Would you reproduce, word for word, the lines of the items below, starting with the line with "Target: forest" and going on through the line with "x=1007 y=551"?

start EXTRACTED ENTRIES

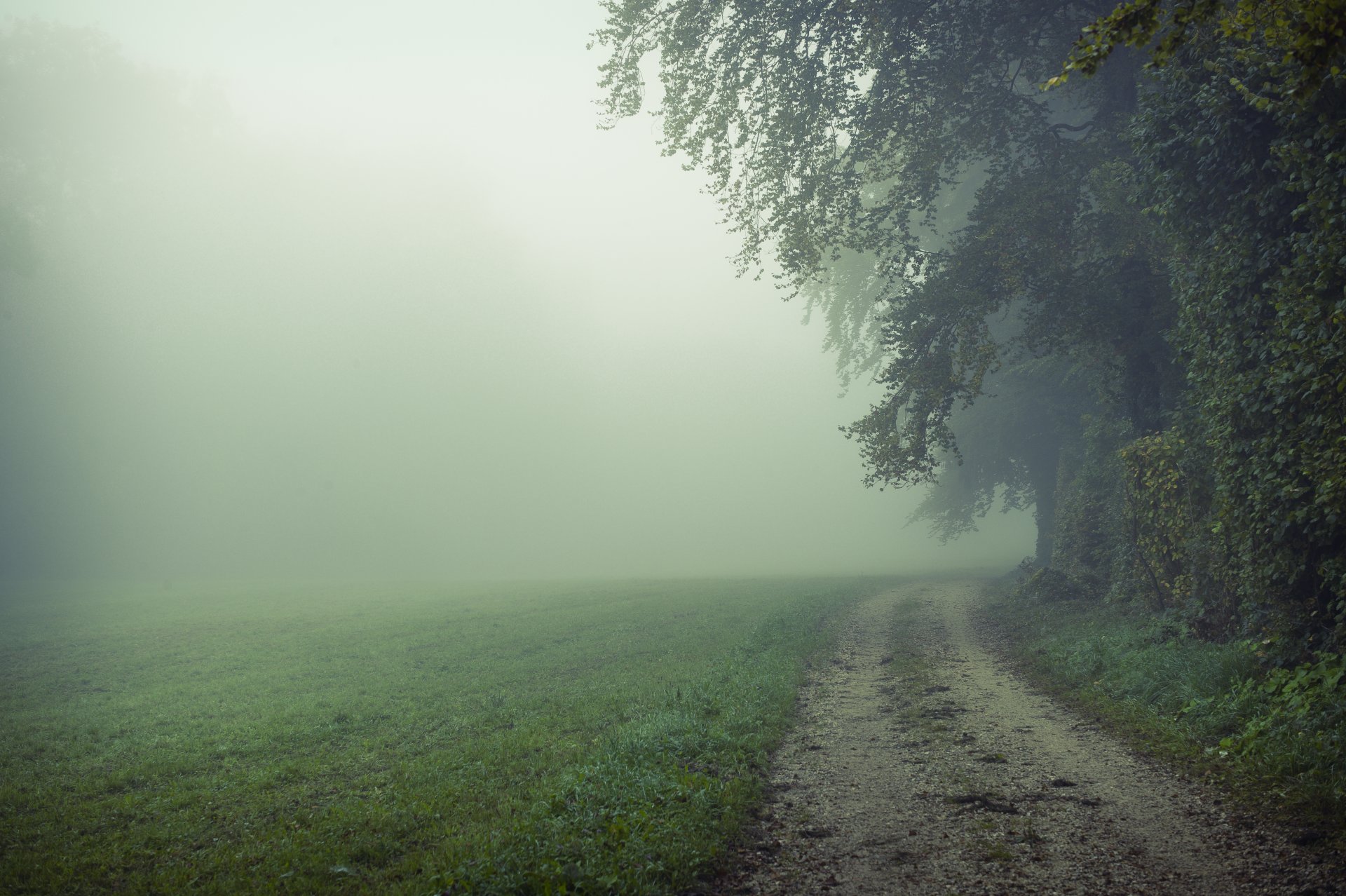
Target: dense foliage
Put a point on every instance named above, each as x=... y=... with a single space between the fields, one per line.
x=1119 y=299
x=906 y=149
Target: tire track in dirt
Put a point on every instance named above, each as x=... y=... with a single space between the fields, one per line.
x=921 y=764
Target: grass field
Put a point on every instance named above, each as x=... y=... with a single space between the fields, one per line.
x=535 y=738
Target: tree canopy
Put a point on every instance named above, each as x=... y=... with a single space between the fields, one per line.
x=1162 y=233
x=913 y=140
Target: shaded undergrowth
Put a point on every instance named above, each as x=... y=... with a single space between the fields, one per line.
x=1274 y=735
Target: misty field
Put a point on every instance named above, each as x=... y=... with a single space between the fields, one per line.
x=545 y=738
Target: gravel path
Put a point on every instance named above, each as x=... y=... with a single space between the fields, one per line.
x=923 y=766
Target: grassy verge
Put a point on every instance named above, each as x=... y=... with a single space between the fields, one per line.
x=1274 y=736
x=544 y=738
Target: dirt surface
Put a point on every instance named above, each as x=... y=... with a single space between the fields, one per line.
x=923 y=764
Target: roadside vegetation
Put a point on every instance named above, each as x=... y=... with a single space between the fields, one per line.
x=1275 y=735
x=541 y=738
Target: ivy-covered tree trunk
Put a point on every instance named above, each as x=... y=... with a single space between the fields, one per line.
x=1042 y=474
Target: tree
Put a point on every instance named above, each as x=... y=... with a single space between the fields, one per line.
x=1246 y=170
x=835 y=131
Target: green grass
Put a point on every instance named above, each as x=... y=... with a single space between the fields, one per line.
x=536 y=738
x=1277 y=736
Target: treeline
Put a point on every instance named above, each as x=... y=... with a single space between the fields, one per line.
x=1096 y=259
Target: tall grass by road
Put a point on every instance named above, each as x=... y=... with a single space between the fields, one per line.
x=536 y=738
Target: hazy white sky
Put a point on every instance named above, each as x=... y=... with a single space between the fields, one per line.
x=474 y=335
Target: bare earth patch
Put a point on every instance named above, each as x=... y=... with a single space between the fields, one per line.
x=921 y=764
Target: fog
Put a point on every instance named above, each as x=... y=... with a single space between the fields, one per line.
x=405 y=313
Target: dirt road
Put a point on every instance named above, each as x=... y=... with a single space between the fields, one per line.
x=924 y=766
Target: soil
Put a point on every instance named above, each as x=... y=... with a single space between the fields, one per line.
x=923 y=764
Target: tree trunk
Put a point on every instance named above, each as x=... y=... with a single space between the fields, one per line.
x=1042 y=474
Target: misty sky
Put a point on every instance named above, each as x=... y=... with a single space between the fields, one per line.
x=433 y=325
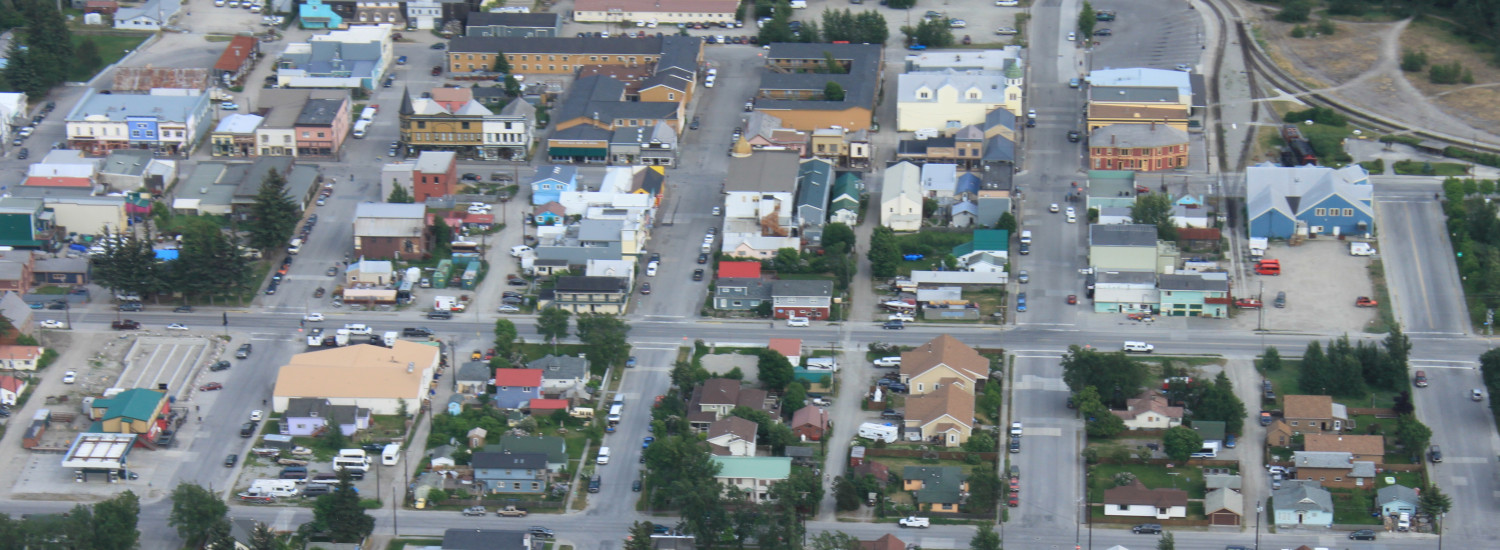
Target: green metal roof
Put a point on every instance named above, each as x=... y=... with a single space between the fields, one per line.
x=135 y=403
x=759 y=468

end EXTRACTED ENTRIES
start EXTRACTED ENTRIES

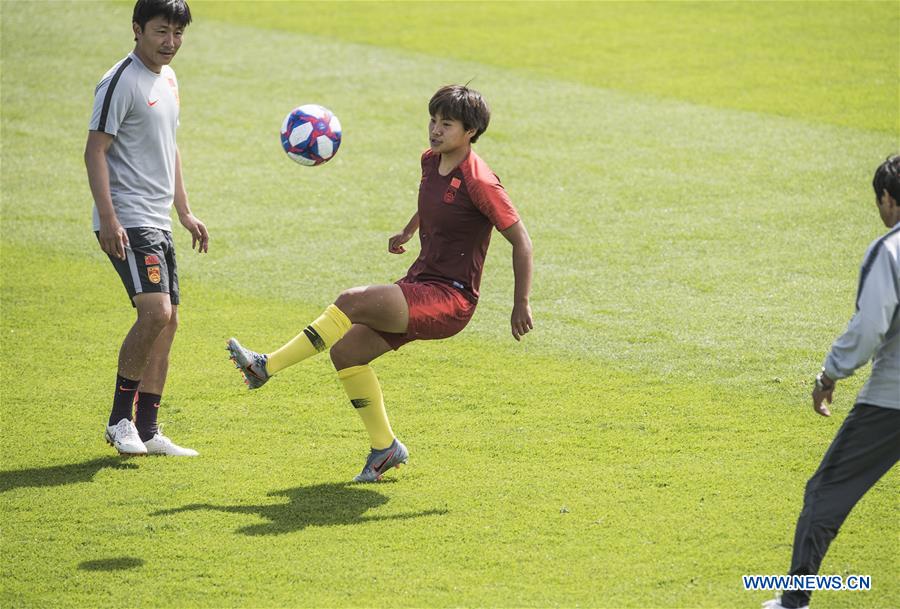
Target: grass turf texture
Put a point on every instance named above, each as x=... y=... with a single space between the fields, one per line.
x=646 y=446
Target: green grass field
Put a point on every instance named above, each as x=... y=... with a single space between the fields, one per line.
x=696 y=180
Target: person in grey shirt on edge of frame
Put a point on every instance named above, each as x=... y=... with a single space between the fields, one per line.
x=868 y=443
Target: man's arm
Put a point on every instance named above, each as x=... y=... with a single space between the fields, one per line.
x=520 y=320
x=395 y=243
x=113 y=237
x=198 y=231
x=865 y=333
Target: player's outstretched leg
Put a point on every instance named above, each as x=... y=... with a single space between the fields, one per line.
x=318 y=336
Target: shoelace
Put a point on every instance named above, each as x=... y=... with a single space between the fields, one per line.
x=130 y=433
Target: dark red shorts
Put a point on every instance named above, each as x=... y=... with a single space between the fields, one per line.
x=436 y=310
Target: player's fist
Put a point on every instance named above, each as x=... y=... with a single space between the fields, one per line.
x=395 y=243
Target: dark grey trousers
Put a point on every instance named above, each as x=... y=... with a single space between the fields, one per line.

end EXTRACTED ENTRIES
start EXTRACTED ENTRIES

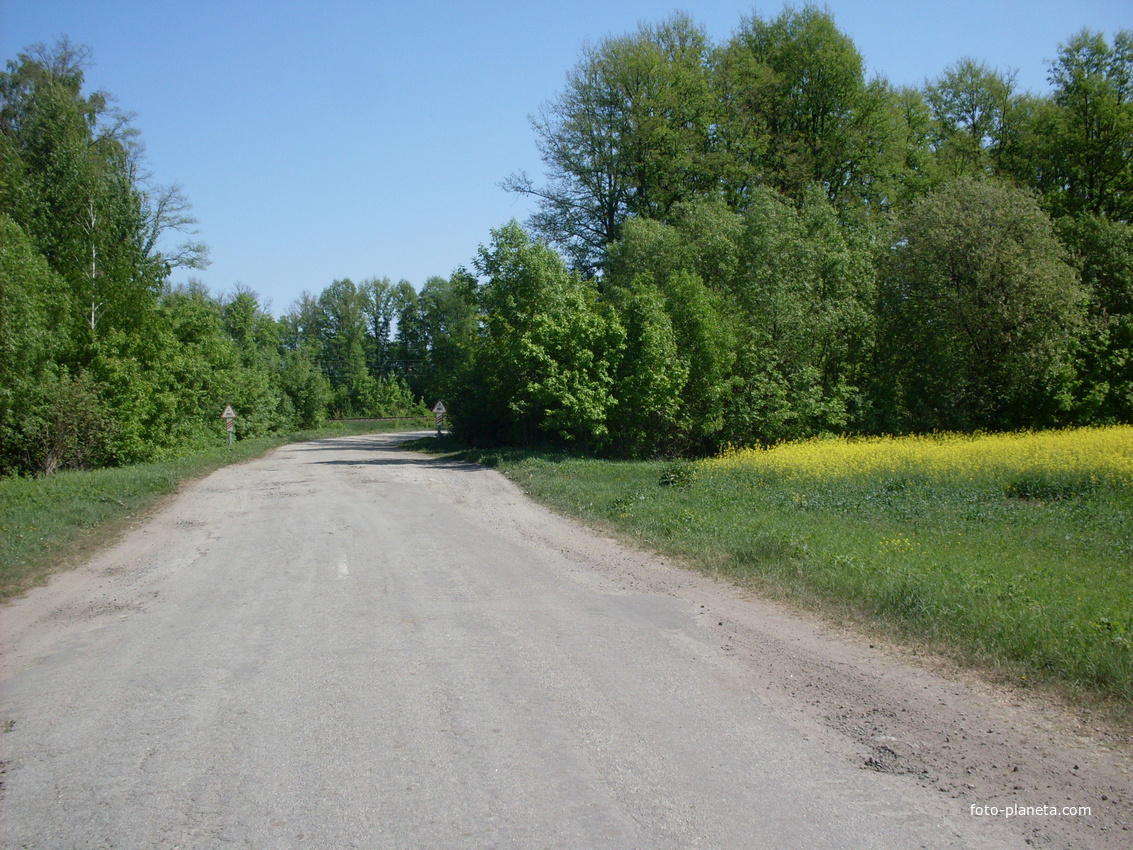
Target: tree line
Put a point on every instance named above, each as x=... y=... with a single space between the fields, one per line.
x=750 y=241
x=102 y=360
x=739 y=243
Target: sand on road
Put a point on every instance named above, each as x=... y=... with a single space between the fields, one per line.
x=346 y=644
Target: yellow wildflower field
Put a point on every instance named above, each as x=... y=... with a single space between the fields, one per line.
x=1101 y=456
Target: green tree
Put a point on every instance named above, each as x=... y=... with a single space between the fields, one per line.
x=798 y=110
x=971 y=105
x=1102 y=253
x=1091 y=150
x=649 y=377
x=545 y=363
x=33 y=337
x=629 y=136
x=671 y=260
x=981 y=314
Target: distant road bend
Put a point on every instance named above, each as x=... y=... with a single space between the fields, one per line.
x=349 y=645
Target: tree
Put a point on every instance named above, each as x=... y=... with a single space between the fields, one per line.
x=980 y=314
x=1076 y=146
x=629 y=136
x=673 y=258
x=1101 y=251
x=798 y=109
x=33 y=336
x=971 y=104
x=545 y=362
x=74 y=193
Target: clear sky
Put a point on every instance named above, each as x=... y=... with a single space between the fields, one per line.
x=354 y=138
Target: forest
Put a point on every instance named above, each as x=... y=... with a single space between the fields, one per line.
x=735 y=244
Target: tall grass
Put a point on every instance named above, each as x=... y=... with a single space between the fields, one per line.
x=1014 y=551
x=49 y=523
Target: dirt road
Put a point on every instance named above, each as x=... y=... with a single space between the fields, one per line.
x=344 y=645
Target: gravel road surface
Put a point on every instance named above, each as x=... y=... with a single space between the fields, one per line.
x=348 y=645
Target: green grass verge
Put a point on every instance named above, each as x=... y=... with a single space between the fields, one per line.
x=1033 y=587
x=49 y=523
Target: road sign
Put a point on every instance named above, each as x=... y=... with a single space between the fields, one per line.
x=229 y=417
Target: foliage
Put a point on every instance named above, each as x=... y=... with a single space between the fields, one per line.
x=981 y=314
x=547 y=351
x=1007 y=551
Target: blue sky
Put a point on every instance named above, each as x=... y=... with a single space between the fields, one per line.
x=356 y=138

end EXTRACTED ENTRIES

### [FINISHED TASK]
Target: forest
Put a point on every instance named above, each as x=... y=... with a single space between the fields, one per line.
x=735 y=244
Target: tall grass
Put a point on every instance named above, each as x=... y=... with a single space between the fields, one per line.
x=1014 y=551
x=49 y=523
Target: dirt road
Put a point on every instance named above, each as x=... y=... with a single space between the fields, one per line.
x=344 y=645
Target: gravel road surface
Put a point on every instance named above, each as x=... y=... with a single space between the fields, one per line.
x=348 y=645
Target: green grass verge
Put a point on every instance named above, each as x=... y=... with a single space between the fields, one per line.
x=1033 y=587
x=49 y=523
Target: road sign
Put a point on every instance named above, each as x=... y=... with a single space between the fields, one per line.
x=229 y=417
Target: foliage
Put a point on every instance named above, each as x=... y=... with a single space between the fields, one per line.
x=981 y=314
x=547 y=351
x=1007 y=551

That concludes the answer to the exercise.